┌──

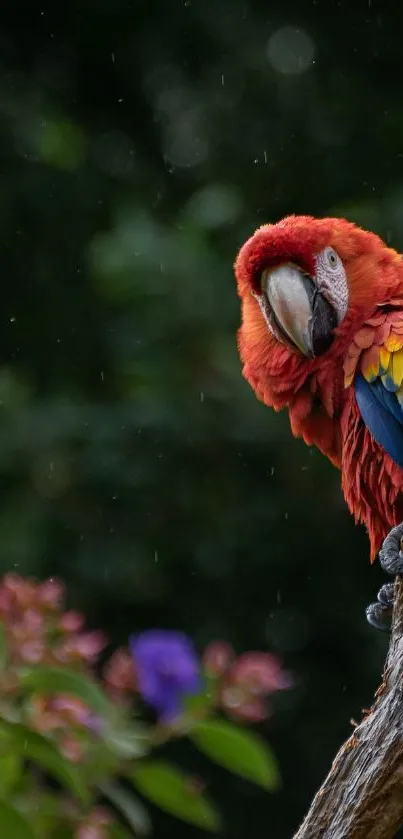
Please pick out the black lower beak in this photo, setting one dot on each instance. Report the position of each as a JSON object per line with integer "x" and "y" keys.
{"x": 297, "y": 311}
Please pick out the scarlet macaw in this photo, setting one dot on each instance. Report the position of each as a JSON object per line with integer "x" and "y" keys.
{"x": 322, "y": 335}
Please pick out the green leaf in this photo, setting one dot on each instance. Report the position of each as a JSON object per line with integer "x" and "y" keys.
{"x": 116, "y": 831}
{"x": 130, "y": 807}
{"x": 40, "y": 750}
{"x": 13, "y": 825}
{"x": 50, "y": 680}
{"x": 170, "y": 789}
{"x": 240, "y": 751}
{"x": 11, "y": 769}
{"x": 127, "y": 743}
{"x": 3, "y": 647}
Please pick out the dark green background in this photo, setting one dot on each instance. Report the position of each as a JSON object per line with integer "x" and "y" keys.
{"x": 140, "y": 144}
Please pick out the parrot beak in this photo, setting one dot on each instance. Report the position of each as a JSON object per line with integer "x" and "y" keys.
{"x": 297, "y": 310}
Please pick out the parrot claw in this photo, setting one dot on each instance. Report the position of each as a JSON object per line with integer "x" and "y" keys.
{"x": 391, "y": 553}
{"x": 379, "y": 614}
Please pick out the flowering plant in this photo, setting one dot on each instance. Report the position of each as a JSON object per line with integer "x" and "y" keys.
{"x": 74, "y": 752}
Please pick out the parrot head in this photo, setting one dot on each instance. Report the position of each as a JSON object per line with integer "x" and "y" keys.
{"x": 306, "y": 285}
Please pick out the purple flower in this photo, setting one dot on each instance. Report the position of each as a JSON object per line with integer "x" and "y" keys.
{"x": 167, "y": 669}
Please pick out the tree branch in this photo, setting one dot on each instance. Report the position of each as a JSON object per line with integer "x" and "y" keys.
{"x": 362, "y": 796}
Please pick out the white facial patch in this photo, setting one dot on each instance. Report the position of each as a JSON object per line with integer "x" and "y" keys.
{"x": 331, "y": 280}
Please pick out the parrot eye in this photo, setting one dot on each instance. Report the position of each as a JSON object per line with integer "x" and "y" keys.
{"x": 332, "y": 258}
{"x": 331, "y": 280}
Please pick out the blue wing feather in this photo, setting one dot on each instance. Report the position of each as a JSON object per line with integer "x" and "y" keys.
{"x": 382, "y": 414}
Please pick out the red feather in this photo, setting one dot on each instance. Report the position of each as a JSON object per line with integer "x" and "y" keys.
{"x": 282, "y": 378}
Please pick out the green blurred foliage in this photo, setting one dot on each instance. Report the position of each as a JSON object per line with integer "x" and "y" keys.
{"x": 141, "y": 143}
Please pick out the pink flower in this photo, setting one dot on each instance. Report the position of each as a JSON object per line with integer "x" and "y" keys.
{"x": 51, "y": 593}
{"x": 217, "y": 658}
{"x": 260, "y": 673}
{"x": 119, "y": 672}
{"x": 240, "y": 704}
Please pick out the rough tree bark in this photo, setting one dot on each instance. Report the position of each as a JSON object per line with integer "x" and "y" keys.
{"x": 362, "y": 796}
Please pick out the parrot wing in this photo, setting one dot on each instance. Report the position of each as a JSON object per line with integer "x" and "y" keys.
{"x": 374, "y": 366}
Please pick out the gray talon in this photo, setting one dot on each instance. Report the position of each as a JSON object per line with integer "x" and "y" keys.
{"x": 386, "y": 595}
{"x": 379, "y": 616}
{"x": 391, "y": 553}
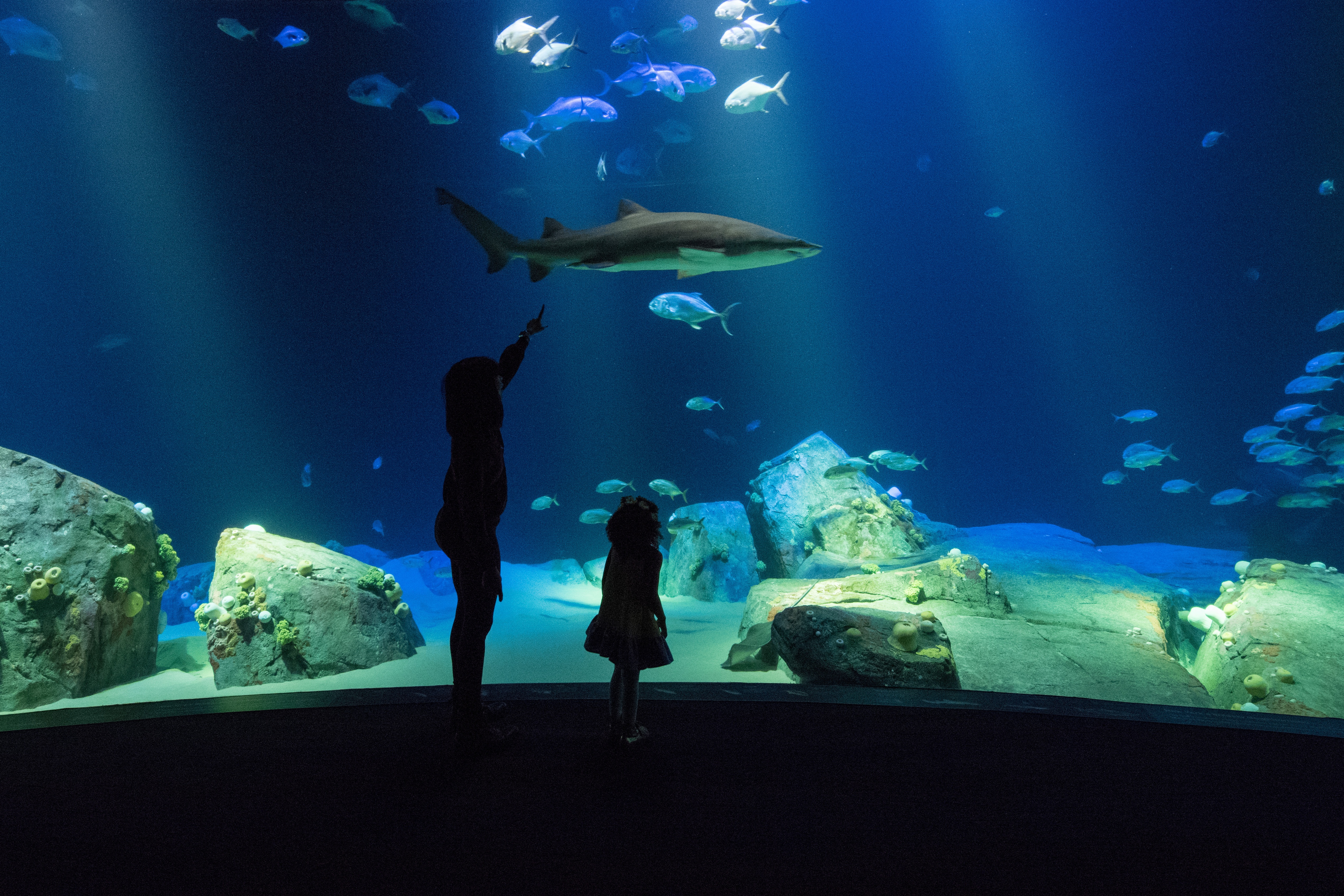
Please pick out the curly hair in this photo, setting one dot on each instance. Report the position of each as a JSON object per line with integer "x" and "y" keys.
{"x": 635, "y": 523}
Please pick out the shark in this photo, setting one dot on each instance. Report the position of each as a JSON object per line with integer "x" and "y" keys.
{"x": 690, "y": 244}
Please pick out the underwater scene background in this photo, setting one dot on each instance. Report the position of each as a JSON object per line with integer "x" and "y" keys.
{"x": 232, "y": 295}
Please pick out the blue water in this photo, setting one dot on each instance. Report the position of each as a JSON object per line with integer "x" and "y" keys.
{"x": 290, "y": 293}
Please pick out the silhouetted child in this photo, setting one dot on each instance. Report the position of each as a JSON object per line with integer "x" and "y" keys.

└──

• _WHAT NEEDS TO BE DONE_:
Transcribe the records above exactly and drop every picture.

• _REPLY TO THE TASK_:
Please pick out the black lower beak in this photo, setting one dot on each instance. Report the position of each as a JSON object per line with integer "x" and "y" keys.
{"x": 297, "y": 311}
Please pick out the scarlet macaw in this photo, setting one dot on each instance. Report the position of each as a JSON object per line with integer "x" and "y" keys.
{"x": 322, "y": 335}
Please pick out the green leaf in this photo, setting one dot on each instance. Report the position of each as a JSON object per line with integer "x" and "y" keys.
{"x": 116, "y": 831}
{"x": 130, "y": 807}
{"x": 40, "y": 750}
{"x": 13, "y": 825}
{"x": 50, "y": 680}
{"x": 170, "y": 789}
{"x": 240, "y": 751}
{"x": 11, "y": 769}
{"x": 127, "y": 743}
{"x": 3, "y": 647}
Please pick out the dark green background in this photo, setting one dot on each instance. Report the position of each as a JSON object per line with integer "x" and "y" keys.
{"x": 140, "y": 144}
Please pick out the parrot beak in this photo, setting one dot on each instance. Report the position of each as a JSON object per line with integer "x" and "y" keys.
{"x": 297, "y": 310}
Please pick out the parrot claw in this photo, setting one dot on each instance. Report the position of each as a JSON object per line with integer "x" and "y" keys.
{"x": 391, "y": 553}
{"x": 379, "y": 614}
Please pick out the flowering plant in this photo, setting one dot on each instance. Report the position of each as a JSON object per line with integer "x" and "y" keys.
{"x": 74, "y": 752}
Please pick out the parrot head in this photo, setting one dot on each instance. Report the position of each as a JSON object per line with integer "x" and "y" keys.
{"x": 306, "y": 285}
Please pick out the purple flower in this photo, setting one dot on each instance. Report the position of each as a JSON object per line with integer "x" and "y" keys.
{"x": 167, "y": 669}
Please pick out the tree branch in this photo, setting one dot on each instance. Report the position of each as a JSON object per line with integer "x" and "y" keys.
{"x": 362, "y": 796}
Please pick out the white facial patch in this photo, setting one dot on each instance. Report the position of each as a JSON object per line with integer "x" and "y" keys.
{"x": 331, "y": 280}
Please pick out the parrot eye in this photo, setting one dot on each instance. Report the position of each as a JSON object per line with integer "x" and "y" keys.
{"x": 332, "y": 258}
{"x": 331, "y": 280}
Please pick out the blue wing feather in this photo, setting one dot on each instance. Report the position of each as a JSON object per line with integer "x" and "y" keys.
{"x": 382, "y": 414}
Please pick out the red feather in this photo, setting one dot on each instance. Report the position of each as a JSON object per line with integer "x" and "y" keys.
{"x": 282, "y": 378}
Please pick out the green blurred foliage in this photo, setting one dot on each instance. Report the position of each as a JSON object per line with integer "x" and "y" keys.
{"x": 141, "y": 143}
Please pick out the pink flower in this photo, setting one dot on each instance. Report the position of each as a JSON object per line with integer "x" and "y" keys.
{"x": 51, "y": 593}
{"x": 217, "y": 658}
{"x": 260, "y": 673}
{"x": 119, "y": 672}
{"x": 240, "y": 704}
Please pick out the rough tree bark in this photo, setting one dot on each instance. Report the position of each as a JSON object per line with integer "x" and "y" keys.
{"x": 362, "y": 796}
Please pick out the parrot wing in this photo, setting one dot on each instance. Report the position of each as a JSON object per line with integer "x" and "y" keys.
{"x": 374, "y": 366}
Please pick out the gray talon in this photo, setting one dot on each instance. Report the position of each as a JSON object per line with integer "x" and "y" keys.
{"x": 386, "y": 595}
{"x": 379, "y": 616}
{"x": 391, "y": 553}
Please pick out the curly hair in this photo, setting one dot on each instance. Report the position of each as a JSON object per line with integer "x" and "y" keys.
{"x": 635, "y": 523}
Please pick out the shark in this photo, setting one dot on each instance. Report the position of each as a JSON object per line with integer "x" and "y" keys.
{"x": 690, "y": 244}
Please pick out the underwater scene background in this photo, setting one dot on each instance. Report the position of each as a JSON object per line with integer "x" and "y" keys.
{"x": 232, "y": 295}
Please pick out the blue water in this photo, setting one dot on each instance. Report the position of each as a JSON object per line with integer "x" and "y" keys.
{"x": 290, "y": 293}
Please pick out the silhouetted child in this photo, setting one dot on each instance. Report the position of each as a JSON object per line with integer "x" and "y" keys.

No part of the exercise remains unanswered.